**WRITTEN INSTRUCTION 1:**
In the forum thread about an unstable internet signal, take the part between "Did you mean" and "the day, etc.", inclusive, and rewrite it with "stutters" changed to "drops".

# How to get my internet signal stable?



## teo (Oct 13, 2014)

Hi.
Because the radio signal live internet stutters? After a few minutes the signal falls.


----------



## SirDice (Oct 14, 2014)

Broken accesspoint? I recently replaced mine because of that same behaviour.


----------



## teo (Oct 14, 2014)

SirDice said:
			
		

> Broken accesspoint? I recently replaced mine because of that same behaviour.


I do not understand what you mean Broken accesspoint.


----------



## SirDice (Oct 14, 2014)

My accesspoint didn't have a stable signal giving me lots of disconnects and a really lousy ping when it was connected. It was a couple of years old and prone to overheating (especially last summer as it was quite hot for Dutch standards).  Long story short, my accesspoint needed to be replaced.

http://en.wikipedia.org/wiki/Wireless_access_point


----------



## teo (Oct 14, 2014)

SirDice said:
			
		

> My accesspoint didn't have a stable signal giving me lots of disconnects and a really lousy ping when it was connected. It was a couple of years old and prone to overheating (especially last summer as it was quite hot for Dutch standards).  Long story short, my accesspoint needed to be replaced.


The connection to the network is through router is new. Router connection to the machine is via ethernet cable LAN and wireless.


----------



## youngunix (Oct 23, 2014)

teo said:


> The connection to the network is through router is new. Router connection to the machine is via ethernet cable LAN and wireless.


Did you mean "...and *NOT* wireless"? Because why would use both on one machine?
Connection stutters are due to a lot of factors such as; distance between server and your location, your down/up speeds, time of the day, etc.
Try turning off both your cable modem and router for about 30 seconds and power them on again (modem first, router 5 seconds after).


----------



## teo (Nov 10, 2014)

I can not configure the firewall. I started a thread and just saw that another controversy was generated.


----------

**WRITTEN INSTRUCTION 2:**
Copy out the records that come after this thread line for line, leaving out the pictures.

**ENTRIES SHOWN:**

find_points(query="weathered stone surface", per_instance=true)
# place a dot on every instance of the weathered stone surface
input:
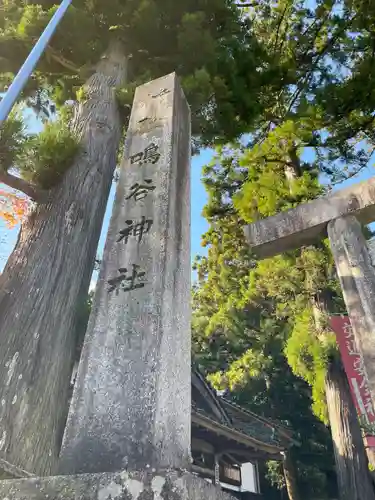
(307, 223)
(131, 403)
(357, 277)
(10, 471)
(112, 486)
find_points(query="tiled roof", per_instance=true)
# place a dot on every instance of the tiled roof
(246, 422)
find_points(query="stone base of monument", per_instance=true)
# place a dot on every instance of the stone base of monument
(146, 485)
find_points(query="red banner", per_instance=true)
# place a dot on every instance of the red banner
(353, 365)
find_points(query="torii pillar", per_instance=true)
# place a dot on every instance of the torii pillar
(339, 215)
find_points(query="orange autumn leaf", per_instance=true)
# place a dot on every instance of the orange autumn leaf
(13, 208)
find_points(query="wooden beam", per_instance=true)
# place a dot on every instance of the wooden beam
(307, 223)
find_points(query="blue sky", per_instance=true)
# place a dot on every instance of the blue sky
(198, 199)
(8, 237)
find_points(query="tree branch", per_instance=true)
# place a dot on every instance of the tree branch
(21, 185)
(65, 63)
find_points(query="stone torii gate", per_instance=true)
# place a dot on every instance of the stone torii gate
(340, 215)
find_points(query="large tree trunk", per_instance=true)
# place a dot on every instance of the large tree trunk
(45, 277)
(290, 475)
(353, 476)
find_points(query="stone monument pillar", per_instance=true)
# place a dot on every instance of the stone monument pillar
(128, 430)
(357, 278)
(131, 402)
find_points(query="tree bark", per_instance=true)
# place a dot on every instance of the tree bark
(353, 477)
(290, 475)
(47, 275)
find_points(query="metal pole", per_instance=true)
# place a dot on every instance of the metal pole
(6, 104)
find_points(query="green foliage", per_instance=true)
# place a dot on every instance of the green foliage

**FULL RESPONSE 1:**
Did you mean "...and *NOT* wireless"? Because why would use both on one machine?
Connection drops are due to a lot of factors such as; distance between server and your location, your down/up speeds, time of the day, etc.

**FULL RESPONSE 2:**
find_points(query="weathered stone surface", per_instance=true)
# place a dot on every instance of the weathered stone surface
input:
(307, 223)
(131, 403)
(357, 277)
(10, 471)
(112, 486)
find_points(query="tiled roof", per_instance=true)
# place a dot on every instance of the tiled roof
(246, 422)
find_points(query="stone base of monument", per_instance=true)
# place a dot on every instance of the stone base of monument
(146, 485)
find_points(query="red banner", per_instance=true)
# place a dot on every instance of the red banner
(353, 365)
find_points(query="torii pillar", per_instance=true)
# place a dot on every instance of the torii pillar
(339, 215)
find_points(query="orange autumn leaf", per_instance=true)
# place a dot on every instance of the orange autumn leaf
(13, 208)
find_points(query="wooden beam", per_instance=true)
# place a dot on every instance of the wooden beam
(307, 223)
find_points(query="blue sky", per_instance=true)
# place a dot on every instance of the blue sky
(198, 199)
(8, 237)
find_points(query="tree branch", per_instance=true)
# place a dot on every instance of the tree branch
(21, 185)
(65, 63)
find_points(query="stone torii gate", per_instance=true)
# place a dot on every instance of the stone torii gate
(340, 215)
find_points(query="large tree trunk", per_instance=true)
# place a dot on every instance of the large tree trunk
(45, 277)
(290, 475)
(353, 476)
find_points(query="stone monument pillar", per_instance=true)
# place a dot on every instance of the stone monument pillar
(128, 430)
(357, 278)
(131, 402)
find_points(query="tree bark", per_instance=true)
# place a dot on every instance of the tree bark
(353, 477)
(290, 475)
(47, 275)
find_points(query="metal pole", per_instance=true)
# place a dot on every instance of the metal pole
(6, 104)
find_points(query="green foliage", per_instance=true)
# place a dot on every instance of the green foliage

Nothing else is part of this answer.